─── DOKUMENTTEXT

Dieser bedeutet keinesfalls - anders als das BSG dies offenbar immer annimmt - dass die Klägerin von der Beklagten nunmehr Zahlung verlangen kann. Dies ist bisher schon deshalb nicht möglich, weil die Klägerin selbst noch nichts bezahlt hat. Eine bezifferbare finanzielle Belastung besteht deshalb tatsächlich noch nicht.
Der Freistellungsanspruch bedeutet aber, dass die Beklagte der Klägerin eine eigene Zahlungsverpflichtung abnehmen muss. Konkret wird dieser Anspruch erst dann, wenn der Klägerin von der Firma F. GmbH eine Rechnung gestellt wird. Die Beklagte hat dann mehrere Optionen. Sie kann z.B. der Klägerin den geforderten Betrag zahlen oder die Rechnung selbst begleichen. Sie hat aber z.B. auch die Möglichkeit, der Klägerin kostenlosen Rechtsschutz für eine möglichen Zivilprozess zu gewähren. Egal welche Möglichkeit gewählt wird, muss jedenfalls immer gewährleistet sein, dass die Klägerin mit keinerlei Kosten belastet wird. Im Gegenzug hat die Klägerin allerdings der Beklagten evtl. erforderliche Zustimmungserklärungen oder Abtretungserklärungen zu erteilen.

──────
─── EXTRAHIERTE EINTRÄGE

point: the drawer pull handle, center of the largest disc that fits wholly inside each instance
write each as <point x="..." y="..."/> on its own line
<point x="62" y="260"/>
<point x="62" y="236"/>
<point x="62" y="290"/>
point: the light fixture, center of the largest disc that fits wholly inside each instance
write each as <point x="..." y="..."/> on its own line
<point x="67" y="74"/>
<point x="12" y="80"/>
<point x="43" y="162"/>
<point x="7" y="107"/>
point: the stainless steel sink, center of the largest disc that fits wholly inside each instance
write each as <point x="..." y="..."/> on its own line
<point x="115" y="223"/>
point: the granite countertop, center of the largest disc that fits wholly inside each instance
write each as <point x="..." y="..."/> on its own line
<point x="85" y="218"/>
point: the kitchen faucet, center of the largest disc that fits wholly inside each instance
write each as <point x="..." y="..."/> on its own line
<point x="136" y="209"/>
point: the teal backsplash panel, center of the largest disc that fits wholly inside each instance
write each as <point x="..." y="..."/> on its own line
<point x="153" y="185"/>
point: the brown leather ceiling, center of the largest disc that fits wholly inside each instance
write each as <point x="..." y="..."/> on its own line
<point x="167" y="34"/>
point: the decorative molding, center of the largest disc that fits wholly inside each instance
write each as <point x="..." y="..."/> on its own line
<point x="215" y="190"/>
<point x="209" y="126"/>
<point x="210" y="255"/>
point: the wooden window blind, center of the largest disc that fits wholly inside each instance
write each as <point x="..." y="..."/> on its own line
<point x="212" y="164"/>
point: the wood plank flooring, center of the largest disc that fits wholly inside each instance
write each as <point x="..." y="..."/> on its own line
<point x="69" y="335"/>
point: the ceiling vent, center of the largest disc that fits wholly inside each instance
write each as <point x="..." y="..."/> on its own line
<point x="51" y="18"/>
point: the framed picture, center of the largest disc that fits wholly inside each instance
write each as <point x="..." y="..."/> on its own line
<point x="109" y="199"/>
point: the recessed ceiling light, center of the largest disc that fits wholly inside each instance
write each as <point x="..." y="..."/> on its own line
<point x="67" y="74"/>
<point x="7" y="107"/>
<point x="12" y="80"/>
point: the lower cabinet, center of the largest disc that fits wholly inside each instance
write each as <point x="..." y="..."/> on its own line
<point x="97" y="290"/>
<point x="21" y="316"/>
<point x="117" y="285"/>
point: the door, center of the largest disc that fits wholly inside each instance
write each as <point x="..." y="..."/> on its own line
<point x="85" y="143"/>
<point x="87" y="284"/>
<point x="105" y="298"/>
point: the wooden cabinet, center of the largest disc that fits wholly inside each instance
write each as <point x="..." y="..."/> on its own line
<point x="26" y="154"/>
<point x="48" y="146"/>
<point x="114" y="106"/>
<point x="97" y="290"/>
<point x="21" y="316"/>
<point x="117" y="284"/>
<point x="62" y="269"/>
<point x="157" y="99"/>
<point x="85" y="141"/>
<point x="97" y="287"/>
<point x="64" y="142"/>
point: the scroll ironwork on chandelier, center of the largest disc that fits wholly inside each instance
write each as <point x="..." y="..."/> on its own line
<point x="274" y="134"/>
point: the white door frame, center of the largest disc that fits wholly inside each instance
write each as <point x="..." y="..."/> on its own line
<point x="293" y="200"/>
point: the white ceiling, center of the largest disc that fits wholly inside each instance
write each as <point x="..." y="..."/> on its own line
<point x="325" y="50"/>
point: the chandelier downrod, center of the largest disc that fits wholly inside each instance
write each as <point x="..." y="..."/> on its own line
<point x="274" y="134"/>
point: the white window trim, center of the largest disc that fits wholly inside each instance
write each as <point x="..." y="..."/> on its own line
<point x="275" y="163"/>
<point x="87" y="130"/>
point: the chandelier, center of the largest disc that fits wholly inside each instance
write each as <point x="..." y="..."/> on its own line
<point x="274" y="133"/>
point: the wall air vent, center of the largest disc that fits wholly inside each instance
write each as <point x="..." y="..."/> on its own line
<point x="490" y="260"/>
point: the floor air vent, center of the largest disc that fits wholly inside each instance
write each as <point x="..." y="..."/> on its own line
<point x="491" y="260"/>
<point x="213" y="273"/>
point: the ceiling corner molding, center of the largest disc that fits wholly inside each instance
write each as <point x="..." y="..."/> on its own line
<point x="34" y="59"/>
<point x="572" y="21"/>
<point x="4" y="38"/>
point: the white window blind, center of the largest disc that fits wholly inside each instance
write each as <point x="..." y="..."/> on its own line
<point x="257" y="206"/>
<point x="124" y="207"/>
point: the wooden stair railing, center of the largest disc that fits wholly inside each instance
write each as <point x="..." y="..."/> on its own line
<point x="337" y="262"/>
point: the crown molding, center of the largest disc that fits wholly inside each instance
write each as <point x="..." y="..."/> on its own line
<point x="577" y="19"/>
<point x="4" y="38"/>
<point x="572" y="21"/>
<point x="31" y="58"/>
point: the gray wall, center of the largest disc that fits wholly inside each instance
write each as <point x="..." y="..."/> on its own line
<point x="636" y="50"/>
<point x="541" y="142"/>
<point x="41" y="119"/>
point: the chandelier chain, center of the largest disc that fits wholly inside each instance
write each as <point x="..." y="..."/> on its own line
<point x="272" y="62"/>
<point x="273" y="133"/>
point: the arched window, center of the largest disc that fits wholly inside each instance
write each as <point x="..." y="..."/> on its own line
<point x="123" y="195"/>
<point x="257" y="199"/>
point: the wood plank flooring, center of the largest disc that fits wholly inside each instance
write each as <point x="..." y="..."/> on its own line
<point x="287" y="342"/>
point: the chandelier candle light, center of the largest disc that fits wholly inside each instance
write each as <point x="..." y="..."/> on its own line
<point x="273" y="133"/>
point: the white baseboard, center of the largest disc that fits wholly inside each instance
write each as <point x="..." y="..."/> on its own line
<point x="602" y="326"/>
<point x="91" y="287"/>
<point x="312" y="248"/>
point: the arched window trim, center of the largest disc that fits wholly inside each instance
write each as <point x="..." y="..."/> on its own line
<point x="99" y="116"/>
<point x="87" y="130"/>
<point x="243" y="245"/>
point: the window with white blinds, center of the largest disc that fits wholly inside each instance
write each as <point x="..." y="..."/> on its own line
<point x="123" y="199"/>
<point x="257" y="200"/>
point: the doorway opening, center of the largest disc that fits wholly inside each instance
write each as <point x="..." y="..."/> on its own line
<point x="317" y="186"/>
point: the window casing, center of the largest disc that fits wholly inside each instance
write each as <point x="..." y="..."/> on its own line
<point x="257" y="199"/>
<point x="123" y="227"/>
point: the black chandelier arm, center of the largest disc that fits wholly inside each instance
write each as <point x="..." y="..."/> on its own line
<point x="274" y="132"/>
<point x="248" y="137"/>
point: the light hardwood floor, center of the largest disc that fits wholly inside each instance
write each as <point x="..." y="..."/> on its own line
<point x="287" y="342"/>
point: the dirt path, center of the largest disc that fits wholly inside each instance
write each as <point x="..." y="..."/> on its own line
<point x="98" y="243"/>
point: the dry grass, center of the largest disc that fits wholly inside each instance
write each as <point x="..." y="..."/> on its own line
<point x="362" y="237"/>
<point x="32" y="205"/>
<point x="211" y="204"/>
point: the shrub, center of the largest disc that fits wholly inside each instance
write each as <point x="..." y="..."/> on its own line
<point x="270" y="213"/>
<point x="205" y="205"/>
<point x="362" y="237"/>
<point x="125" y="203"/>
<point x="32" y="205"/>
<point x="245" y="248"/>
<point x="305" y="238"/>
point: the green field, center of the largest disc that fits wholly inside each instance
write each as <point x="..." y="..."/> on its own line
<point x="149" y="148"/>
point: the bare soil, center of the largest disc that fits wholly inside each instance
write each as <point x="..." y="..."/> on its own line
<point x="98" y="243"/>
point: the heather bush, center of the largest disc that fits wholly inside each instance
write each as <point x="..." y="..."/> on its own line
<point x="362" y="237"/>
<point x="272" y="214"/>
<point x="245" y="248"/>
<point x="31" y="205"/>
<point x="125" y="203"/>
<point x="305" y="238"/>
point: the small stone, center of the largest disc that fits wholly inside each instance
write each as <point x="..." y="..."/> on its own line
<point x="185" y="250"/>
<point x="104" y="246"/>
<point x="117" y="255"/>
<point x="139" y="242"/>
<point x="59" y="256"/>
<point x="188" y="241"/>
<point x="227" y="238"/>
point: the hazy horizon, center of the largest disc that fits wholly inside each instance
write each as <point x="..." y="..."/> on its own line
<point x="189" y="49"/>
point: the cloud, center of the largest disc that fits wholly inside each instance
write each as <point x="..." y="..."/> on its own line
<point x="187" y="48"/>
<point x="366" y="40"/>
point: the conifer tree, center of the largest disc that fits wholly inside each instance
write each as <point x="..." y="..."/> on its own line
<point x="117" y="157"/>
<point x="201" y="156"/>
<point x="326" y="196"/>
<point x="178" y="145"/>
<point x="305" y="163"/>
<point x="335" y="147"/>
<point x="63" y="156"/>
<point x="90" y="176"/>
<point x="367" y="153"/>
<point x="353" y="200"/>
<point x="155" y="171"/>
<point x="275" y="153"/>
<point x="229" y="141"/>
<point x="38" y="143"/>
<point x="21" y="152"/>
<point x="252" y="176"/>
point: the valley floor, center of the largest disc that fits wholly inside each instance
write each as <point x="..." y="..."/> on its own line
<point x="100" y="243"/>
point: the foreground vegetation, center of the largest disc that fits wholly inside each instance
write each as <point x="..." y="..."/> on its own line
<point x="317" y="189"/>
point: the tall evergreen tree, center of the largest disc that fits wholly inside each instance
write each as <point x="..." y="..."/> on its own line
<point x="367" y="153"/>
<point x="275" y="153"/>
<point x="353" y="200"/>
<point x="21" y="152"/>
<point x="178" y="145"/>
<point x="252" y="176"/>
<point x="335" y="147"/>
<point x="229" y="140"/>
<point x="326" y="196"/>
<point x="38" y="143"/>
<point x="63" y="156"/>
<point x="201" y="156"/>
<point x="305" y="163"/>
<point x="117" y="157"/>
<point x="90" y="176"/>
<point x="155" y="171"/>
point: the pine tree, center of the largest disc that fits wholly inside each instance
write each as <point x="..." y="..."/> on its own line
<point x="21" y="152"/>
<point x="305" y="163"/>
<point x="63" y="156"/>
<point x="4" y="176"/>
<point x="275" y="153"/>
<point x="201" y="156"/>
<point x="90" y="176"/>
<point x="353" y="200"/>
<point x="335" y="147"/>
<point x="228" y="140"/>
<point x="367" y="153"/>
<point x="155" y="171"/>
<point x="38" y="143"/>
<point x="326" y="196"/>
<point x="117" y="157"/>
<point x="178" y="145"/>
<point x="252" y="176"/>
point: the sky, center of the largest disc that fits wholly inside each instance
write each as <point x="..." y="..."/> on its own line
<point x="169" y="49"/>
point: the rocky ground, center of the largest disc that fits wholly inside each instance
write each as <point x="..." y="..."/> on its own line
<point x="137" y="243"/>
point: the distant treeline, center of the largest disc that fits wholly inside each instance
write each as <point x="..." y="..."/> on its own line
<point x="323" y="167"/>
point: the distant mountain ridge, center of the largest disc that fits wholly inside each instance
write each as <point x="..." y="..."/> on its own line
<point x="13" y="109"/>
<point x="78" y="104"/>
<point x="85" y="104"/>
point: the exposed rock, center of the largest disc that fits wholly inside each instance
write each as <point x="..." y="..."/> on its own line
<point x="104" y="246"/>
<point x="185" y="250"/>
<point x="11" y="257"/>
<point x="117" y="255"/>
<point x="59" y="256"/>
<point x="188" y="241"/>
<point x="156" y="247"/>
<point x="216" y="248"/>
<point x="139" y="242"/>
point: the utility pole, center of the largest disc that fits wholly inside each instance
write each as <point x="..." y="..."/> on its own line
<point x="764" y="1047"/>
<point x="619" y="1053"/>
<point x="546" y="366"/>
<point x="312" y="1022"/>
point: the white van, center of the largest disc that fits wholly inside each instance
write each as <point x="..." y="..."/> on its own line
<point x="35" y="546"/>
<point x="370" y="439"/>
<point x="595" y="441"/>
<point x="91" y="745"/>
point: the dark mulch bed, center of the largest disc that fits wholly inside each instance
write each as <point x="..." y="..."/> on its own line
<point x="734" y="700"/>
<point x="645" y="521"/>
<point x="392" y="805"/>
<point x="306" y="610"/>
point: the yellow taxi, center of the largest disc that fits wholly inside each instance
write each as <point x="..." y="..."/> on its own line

──────

Führe den Text zum Freistellungsanspruch der Klägerin im gleichen Stil nach seinem letzten Satz fort.

Dem BSG kann insoweit gefolgt werden, als im vorliegenden Rechtsstreit die Leistungspflicht der Beklagten allein im Interesse der F. GmbH nicht abstrakt geklärt werden kann. Diese Frage müsste zwischen der Beklagten und der F. GmbH - ggf. in einem Rechtsstreit - geklärt werden. Im Verhältnis zwischen Klägerin und Beklagter kommt es hierauf nicht an. Bei der Erbringung von Sachleistungen können Vergütungsansprüche nur im Verhältnis zwischen Leistungserbringer und Krankenkasse entstehen (BSG vom 9. Oktober 2001 a.a.O., 17. April 1996 a.a.O.).
Die Kostenentscheidung beruht auf § 193 Sozialgerichtsgesetz.